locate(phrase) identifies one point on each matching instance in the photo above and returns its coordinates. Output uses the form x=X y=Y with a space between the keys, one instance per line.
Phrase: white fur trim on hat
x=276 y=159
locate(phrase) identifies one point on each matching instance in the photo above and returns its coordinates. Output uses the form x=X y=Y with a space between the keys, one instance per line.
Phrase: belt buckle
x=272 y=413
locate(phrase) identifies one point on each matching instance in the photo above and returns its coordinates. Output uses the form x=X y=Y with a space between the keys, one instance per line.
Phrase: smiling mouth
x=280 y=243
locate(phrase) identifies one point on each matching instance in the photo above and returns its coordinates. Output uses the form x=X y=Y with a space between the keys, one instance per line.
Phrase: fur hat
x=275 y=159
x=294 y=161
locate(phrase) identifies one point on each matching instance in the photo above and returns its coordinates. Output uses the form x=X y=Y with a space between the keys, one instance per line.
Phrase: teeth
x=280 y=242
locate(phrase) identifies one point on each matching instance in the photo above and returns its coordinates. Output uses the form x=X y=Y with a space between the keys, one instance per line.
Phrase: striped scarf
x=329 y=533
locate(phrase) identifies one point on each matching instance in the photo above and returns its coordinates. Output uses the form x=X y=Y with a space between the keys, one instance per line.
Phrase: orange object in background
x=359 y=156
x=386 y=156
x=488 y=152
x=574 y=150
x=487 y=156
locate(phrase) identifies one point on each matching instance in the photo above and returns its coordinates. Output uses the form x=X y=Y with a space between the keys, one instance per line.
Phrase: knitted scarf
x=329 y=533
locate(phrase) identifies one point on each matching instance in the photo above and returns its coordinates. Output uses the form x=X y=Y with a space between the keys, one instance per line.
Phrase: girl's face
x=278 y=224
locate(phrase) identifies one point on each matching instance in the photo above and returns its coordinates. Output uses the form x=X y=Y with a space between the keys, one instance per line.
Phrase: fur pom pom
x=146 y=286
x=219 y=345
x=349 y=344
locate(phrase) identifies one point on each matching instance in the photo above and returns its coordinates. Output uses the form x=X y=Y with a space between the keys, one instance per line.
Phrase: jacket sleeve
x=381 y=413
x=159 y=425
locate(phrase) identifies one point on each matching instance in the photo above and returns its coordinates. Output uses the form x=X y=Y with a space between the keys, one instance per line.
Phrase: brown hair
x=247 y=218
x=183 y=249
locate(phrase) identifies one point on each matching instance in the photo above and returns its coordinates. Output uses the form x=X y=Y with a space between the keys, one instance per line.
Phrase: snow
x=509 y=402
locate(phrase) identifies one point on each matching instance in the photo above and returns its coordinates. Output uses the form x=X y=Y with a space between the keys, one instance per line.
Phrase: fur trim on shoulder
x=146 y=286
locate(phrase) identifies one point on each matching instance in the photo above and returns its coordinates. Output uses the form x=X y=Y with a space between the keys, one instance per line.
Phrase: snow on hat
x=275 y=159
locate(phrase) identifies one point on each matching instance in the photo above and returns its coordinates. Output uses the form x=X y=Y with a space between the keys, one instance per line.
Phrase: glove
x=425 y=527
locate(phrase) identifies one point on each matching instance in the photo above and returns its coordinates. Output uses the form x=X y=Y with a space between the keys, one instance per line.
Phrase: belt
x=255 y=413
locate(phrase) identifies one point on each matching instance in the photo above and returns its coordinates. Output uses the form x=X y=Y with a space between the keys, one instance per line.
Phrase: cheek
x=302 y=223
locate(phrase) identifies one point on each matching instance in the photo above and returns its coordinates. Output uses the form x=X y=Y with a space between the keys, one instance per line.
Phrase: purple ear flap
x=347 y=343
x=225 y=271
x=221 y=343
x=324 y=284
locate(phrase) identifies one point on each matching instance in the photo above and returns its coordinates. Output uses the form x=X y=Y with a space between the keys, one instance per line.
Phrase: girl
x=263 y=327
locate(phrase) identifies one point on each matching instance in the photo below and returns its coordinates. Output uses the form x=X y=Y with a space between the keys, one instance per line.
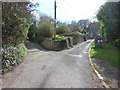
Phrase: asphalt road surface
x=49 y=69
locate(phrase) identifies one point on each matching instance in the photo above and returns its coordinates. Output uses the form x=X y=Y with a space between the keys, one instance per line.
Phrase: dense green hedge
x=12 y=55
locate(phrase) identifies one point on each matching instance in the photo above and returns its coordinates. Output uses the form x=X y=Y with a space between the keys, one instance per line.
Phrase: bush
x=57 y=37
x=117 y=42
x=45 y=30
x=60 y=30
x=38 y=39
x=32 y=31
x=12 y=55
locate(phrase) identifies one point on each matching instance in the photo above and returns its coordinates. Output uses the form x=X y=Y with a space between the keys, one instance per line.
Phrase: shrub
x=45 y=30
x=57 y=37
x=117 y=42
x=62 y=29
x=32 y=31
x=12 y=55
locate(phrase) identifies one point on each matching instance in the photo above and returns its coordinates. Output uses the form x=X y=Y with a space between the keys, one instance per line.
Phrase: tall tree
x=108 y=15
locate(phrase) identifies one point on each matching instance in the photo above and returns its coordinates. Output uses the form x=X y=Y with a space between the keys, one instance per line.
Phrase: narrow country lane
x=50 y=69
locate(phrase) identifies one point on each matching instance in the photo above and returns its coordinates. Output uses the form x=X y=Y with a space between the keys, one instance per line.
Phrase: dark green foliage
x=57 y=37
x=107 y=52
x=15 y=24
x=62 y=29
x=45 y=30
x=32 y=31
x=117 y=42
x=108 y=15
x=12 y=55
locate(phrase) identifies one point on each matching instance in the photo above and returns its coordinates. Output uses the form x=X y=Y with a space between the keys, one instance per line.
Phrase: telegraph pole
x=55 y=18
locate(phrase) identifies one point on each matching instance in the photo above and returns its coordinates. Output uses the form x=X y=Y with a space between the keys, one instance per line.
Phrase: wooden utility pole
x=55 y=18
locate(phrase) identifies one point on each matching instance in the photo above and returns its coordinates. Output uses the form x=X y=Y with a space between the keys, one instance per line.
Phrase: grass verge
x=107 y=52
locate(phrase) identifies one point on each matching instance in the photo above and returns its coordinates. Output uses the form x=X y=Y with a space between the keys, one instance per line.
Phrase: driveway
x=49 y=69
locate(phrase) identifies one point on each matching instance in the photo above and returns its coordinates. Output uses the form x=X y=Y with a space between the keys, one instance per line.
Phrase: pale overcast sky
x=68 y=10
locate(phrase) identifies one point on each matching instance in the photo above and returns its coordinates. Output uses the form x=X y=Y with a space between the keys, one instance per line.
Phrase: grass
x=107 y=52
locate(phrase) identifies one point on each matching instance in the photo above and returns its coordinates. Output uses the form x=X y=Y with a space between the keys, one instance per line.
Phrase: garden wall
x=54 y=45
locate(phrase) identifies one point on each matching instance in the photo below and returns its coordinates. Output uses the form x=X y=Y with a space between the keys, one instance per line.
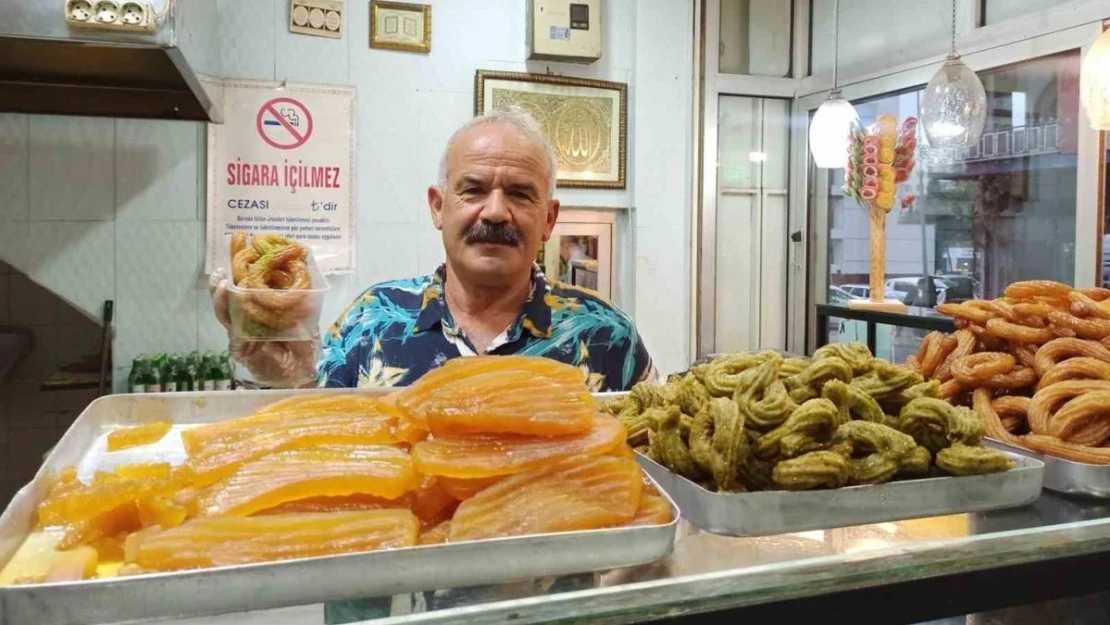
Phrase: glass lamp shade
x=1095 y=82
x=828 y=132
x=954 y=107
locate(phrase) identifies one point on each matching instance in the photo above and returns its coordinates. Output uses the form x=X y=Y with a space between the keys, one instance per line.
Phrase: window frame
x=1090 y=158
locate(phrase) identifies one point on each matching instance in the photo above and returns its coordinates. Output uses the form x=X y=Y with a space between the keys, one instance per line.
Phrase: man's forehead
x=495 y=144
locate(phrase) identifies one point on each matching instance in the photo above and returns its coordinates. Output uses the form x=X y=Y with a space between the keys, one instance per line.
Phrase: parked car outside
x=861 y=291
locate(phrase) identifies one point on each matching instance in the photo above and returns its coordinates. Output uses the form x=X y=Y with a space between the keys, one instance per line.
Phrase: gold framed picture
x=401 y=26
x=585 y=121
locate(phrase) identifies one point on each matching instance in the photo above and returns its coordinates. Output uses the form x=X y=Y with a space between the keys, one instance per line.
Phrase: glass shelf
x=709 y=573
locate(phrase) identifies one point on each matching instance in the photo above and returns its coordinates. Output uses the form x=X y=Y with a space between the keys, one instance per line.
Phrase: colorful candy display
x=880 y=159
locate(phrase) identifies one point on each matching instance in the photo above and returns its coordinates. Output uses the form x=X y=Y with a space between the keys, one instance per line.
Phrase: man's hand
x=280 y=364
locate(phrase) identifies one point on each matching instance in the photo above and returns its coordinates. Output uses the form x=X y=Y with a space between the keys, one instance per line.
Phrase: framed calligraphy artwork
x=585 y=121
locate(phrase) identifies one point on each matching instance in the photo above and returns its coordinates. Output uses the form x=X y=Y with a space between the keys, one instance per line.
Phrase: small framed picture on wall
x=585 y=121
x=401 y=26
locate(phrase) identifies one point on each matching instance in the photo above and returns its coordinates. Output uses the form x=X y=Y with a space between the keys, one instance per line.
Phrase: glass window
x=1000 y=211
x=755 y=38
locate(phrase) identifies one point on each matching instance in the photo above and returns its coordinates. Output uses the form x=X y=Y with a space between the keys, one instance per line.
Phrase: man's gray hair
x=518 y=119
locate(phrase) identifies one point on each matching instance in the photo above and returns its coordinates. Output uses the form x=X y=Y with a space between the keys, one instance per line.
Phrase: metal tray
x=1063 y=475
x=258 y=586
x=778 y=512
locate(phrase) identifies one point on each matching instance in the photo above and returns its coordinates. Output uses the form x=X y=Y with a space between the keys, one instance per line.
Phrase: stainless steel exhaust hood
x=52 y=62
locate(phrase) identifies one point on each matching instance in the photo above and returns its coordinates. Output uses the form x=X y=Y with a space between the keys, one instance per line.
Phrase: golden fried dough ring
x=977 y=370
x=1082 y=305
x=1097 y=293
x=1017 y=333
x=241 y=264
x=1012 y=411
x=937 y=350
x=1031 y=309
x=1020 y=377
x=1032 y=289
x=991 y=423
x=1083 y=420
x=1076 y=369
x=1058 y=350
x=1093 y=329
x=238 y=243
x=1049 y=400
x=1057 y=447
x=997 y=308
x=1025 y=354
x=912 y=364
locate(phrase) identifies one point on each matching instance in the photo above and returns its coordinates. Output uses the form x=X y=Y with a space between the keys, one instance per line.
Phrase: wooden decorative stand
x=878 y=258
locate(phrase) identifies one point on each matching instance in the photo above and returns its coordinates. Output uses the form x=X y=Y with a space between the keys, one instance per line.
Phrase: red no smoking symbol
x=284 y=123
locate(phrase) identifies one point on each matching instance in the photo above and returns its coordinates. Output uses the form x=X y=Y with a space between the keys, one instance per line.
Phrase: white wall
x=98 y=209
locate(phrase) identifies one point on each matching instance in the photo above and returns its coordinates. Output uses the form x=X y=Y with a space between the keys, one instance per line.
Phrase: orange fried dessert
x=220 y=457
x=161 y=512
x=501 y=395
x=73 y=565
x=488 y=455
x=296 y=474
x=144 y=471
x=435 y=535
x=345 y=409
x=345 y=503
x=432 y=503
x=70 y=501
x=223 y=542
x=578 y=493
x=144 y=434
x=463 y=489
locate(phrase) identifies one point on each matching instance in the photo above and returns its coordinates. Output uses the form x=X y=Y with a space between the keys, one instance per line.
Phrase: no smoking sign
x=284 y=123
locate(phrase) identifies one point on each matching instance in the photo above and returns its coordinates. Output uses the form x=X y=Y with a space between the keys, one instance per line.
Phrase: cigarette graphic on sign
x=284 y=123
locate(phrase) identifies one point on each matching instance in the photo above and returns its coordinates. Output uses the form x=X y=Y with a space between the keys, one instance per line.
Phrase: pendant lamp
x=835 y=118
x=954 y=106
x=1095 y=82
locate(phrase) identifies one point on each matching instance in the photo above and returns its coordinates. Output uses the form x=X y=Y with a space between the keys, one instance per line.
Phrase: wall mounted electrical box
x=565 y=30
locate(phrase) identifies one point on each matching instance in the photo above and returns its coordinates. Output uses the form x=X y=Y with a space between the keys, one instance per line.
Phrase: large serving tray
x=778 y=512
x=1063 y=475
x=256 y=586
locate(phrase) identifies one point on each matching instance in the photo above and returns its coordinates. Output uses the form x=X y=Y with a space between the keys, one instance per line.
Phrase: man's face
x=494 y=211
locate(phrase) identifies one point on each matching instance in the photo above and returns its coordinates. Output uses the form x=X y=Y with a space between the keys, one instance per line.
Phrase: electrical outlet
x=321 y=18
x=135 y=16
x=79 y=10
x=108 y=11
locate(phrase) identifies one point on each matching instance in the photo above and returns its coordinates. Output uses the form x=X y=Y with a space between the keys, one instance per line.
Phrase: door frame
_ _ _ _ _
• QUÉ HACER
Reúne todas las líneas de los registros anteriores que contengan la palabra "fried". Distingue entre mayúsculas y minúsculas.

• SOLUCIÓN DEL EJERCICIO
Phrase: golden fried dough ring
Phrase: orange fried dessert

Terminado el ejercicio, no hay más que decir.